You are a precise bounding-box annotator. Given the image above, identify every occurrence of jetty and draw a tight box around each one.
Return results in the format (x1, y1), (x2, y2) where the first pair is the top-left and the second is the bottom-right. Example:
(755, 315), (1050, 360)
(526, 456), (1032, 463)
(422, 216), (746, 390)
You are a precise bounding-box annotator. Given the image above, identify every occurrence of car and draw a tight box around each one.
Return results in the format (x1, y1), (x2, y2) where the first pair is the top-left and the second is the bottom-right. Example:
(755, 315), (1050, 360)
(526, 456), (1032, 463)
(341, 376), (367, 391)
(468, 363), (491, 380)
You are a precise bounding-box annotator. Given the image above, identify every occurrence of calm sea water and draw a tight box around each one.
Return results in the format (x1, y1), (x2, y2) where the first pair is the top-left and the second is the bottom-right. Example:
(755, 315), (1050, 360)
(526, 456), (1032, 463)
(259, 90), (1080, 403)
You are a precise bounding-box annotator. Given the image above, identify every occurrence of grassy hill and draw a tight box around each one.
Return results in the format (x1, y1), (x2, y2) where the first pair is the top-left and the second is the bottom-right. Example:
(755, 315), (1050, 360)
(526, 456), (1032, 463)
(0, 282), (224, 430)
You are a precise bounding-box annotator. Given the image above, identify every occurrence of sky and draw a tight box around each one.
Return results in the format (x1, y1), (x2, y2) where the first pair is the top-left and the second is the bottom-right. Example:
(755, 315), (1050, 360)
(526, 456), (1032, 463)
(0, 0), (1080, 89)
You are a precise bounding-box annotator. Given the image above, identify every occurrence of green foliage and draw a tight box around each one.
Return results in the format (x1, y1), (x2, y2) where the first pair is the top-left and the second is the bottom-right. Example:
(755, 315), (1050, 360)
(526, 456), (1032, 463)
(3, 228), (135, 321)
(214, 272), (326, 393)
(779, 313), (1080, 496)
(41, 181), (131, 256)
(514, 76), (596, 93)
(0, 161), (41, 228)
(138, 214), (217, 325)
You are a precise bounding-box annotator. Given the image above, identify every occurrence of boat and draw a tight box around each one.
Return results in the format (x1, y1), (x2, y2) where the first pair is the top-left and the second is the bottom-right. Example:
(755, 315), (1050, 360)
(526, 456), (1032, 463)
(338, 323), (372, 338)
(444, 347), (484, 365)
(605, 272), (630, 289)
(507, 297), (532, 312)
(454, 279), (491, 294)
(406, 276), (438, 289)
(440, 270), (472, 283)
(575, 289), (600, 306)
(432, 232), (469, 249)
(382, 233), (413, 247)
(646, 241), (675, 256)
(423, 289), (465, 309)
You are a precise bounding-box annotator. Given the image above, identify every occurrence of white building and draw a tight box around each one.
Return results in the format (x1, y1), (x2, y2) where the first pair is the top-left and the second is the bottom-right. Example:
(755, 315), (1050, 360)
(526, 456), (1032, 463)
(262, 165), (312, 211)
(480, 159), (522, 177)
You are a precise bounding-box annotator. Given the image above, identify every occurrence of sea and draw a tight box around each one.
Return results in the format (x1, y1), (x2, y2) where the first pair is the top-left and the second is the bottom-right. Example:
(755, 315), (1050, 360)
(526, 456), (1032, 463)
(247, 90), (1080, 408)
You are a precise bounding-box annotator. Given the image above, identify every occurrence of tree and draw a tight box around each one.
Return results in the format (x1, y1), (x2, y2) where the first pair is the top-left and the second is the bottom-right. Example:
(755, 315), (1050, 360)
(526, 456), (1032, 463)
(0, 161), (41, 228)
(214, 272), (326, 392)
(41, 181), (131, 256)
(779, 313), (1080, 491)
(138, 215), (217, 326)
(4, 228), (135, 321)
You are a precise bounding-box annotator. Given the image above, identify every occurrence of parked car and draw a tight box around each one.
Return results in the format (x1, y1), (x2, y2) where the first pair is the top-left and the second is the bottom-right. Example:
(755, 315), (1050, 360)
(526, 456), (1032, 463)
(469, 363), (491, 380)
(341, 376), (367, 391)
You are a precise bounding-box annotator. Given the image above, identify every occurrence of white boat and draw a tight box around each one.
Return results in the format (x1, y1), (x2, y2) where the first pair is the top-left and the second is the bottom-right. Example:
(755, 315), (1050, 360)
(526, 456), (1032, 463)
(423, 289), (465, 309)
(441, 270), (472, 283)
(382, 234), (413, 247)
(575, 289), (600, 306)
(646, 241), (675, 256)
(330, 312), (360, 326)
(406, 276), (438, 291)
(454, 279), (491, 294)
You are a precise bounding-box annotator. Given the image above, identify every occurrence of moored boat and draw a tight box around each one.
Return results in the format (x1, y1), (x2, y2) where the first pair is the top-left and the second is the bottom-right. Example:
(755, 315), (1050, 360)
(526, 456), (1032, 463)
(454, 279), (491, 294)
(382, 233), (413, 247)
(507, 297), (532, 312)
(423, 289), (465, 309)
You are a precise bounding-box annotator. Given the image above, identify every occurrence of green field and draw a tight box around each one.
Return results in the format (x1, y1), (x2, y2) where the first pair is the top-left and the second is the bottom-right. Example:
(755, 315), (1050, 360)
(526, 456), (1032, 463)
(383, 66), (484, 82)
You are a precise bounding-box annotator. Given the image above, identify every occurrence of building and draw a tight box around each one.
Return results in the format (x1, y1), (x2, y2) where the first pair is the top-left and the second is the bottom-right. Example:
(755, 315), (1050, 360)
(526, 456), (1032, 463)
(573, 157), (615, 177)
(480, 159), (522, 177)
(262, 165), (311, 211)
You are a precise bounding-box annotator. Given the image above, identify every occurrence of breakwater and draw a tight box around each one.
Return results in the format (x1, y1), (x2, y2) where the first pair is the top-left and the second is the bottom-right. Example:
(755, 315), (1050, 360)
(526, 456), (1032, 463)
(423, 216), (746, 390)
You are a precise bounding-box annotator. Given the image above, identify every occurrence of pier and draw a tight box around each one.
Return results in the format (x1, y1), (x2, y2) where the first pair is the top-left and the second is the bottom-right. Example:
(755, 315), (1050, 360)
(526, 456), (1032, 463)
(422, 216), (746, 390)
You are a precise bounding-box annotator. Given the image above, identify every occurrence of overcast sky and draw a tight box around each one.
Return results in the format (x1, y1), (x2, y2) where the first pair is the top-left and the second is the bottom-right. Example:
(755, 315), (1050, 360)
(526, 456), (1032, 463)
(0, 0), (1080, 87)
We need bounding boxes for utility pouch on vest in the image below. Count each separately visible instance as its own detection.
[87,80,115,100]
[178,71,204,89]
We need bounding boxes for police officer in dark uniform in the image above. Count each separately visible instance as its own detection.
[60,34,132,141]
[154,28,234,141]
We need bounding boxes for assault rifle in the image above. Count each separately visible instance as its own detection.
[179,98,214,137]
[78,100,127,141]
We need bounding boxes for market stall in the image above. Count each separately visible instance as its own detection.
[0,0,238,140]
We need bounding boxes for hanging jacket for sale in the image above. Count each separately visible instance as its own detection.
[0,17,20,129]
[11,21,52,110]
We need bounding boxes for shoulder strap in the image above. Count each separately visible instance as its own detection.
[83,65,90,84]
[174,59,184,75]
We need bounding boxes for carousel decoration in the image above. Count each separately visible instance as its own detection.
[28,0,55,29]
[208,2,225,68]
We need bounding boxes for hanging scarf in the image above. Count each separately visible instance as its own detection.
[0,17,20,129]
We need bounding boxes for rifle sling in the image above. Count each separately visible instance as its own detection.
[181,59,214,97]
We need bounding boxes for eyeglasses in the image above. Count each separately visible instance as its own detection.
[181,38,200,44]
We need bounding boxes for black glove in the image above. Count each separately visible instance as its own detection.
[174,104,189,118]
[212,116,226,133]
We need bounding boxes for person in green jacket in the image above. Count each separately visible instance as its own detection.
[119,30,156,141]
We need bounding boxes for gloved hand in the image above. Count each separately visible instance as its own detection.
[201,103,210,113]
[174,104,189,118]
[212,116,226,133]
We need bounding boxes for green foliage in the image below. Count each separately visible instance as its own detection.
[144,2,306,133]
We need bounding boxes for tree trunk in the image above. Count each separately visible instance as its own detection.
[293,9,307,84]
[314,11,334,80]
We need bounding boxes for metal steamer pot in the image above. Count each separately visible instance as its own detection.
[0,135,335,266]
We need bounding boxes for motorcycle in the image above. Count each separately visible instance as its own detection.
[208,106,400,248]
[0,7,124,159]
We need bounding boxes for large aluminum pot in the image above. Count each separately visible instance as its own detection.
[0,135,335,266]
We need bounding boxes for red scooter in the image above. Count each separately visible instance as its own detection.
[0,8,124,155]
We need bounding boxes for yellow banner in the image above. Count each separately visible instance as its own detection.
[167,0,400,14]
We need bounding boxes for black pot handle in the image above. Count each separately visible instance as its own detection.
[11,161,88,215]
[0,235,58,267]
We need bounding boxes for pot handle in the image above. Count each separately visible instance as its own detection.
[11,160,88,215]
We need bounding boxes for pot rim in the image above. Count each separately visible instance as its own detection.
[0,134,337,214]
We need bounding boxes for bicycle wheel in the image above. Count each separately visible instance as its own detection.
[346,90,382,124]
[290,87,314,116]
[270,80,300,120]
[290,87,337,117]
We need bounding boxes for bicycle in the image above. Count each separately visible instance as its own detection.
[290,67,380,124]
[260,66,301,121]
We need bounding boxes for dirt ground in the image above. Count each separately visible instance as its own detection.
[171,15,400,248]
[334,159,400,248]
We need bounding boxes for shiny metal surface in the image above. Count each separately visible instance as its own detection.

━━━━━━━━

*Exercise prompt*: Beginning with the line that contains "We need bounding boxes for large", repeat every line through the end of the records and nothing more.

*Output of the exercise*:
We need bounding boxes for large aluminum pot in the image above. Count each separately visible instance as its own detection.
[0,135,335,266]
We need bounding boxes for red scooter in the image above. Count each separately visible instance as its own detection.
[0,8,124,155]
We need bounding boxes for yellow banner in the image above. Count each separately visible instance as its own detection.
[167,0,400,14]
We need bounding boxes for black pot handle in the image above. Count each separately visible instance as its own detection.
[11,161,88,215]
[0,235,58,267]
We need bounding boxes for pot handle in the image above. Count each separately visible instance as its own detection.
[11,160,88,215]
We need bounding boxes for pot rim in the image above. Count each separately visible instance as its own detection.
[0,134,337,214]
We need bounding boxes for bicycle wheel in the image above. Count each separately visible instance as its own detection.
[346,90,382,124]
[290,87,314,116]
[270,80,300,120]
[290,87,337,117]
We need bounding boxes for bicycle in the image above. Count each separately visible instance as its own detection.
[290,67,380,124]
[260,66,301,121]
We need bounding boxes for dirt ground in the image above. Count each separately visible instance as its own detection.
[171,15,400,248]
[334,159,400,248]
We need bounding boxes for shiny metal surface in the image above. Count each separately visible instance as its own detection.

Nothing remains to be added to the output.